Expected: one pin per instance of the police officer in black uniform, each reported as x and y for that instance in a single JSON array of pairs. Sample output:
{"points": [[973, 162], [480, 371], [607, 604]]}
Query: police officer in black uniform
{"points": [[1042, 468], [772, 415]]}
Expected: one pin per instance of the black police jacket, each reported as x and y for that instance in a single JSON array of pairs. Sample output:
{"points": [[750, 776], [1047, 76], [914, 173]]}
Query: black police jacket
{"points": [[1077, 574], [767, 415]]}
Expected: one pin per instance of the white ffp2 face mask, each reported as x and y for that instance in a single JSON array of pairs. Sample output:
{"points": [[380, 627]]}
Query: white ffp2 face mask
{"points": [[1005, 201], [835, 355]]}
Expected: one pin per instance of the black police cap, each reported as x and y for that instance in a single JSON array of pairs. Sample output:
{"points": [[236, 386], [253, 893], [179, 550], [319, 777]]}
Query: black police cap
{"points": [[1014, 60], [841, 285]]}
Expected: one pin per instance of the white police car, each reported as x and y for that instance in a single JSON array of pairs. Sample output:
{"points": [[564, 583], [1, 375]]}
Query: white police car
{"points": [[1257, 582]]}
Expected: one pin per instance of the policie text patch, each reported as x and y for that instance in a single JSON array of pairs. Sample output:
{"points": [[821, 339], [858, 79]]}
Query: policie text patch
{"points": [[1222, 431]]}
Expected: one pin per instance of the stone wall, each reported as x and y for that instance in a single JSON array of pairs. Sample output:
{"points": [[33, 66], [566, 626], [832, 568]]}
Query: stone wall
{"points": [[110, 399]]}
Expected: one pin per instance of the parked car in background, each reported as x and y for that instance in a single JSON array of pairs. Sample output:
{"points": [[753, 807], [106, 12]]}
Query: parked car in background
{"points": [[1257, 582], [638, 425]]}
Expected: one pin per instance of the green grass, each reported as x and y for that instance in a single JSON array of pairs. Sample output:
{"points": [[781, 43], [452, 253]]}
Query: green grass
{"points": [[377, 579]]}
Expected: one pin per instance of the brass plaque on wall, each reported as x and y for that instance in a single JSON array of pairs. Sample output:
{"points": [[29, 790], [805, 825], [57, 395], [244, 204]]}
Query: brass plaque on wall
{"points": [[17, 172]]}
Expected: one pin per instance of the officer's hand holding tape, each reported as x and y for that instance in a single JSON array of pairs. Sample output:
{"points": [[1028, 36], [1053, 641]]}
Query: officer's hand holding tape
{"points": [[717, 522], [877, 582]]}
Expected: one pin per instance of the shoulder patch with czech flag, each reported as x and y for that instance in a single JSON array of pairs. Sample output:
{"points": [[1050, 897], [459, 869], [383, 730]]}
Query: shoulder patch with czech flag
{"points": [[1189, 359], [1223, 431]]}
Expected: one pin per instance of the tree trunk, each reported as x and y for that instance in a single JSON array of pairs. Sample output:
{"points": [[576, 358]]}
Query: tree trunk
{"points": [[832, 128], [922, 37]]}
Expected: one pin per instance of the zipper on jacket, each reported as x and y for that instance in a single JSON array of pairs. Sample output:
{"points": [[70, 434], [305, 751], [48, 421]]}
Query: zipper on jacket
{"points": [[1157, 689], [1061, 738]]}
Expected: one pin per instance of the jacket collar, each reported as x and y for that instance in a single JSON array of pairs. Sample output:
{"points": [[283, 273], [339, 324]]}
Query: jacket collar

* To do: Please rewrite the items from the line with "Expected: one pin per instance of the officer's" through the end of the items, keeping every line, requests included, and shifting each coordinate in the answers up by 31. Leave all other numbers unchanged.

* Complete output:
Expected: one pin per instance of the officer's hand holding tape, each reported as x and y for that instance in a single JSON array of pairs. Sample output:
{"points": [[1028, 36], [1053, 641]]}
Query: officer's hand holding tape
{"points": [[748, 553], [908, 613]]}
Expected: one pin per instance of the shoulder patch with czech flag, each reported as x and y for that instance in a single JSON array of pairs. Sample output:
{"points": [[1050, 897], [459, 869], [383, 730]]}
Query: shoulder patch with czech flag
{"points": [[1220, 390], [1254, 462]]}
Expected: one pin per instance of the tree trunk, each reported as x and y for that instance in a single JSON array of pairs. Sample output:
{"points": [[576, 358]]}
Query: tree trunk
{"points": [[863, 159], [953, 68]]}
Expected: one pin per instance of the zipper on jacket, each reported as x and y for that instance in a single JSON array of pairs. Sample output:
{"points": [[70, 434], [305, 751], [48, 421]]}
Query: zipper on jacket
{"points": [[1188, 720], [1092, 769]]}
Expected: one pin per instance of the jacket collar, each reported as x and y for that instance in a single JSON array of pairs. Sample output:
{"points": [[283, 273], [339, 324]]}
Query: jacket collar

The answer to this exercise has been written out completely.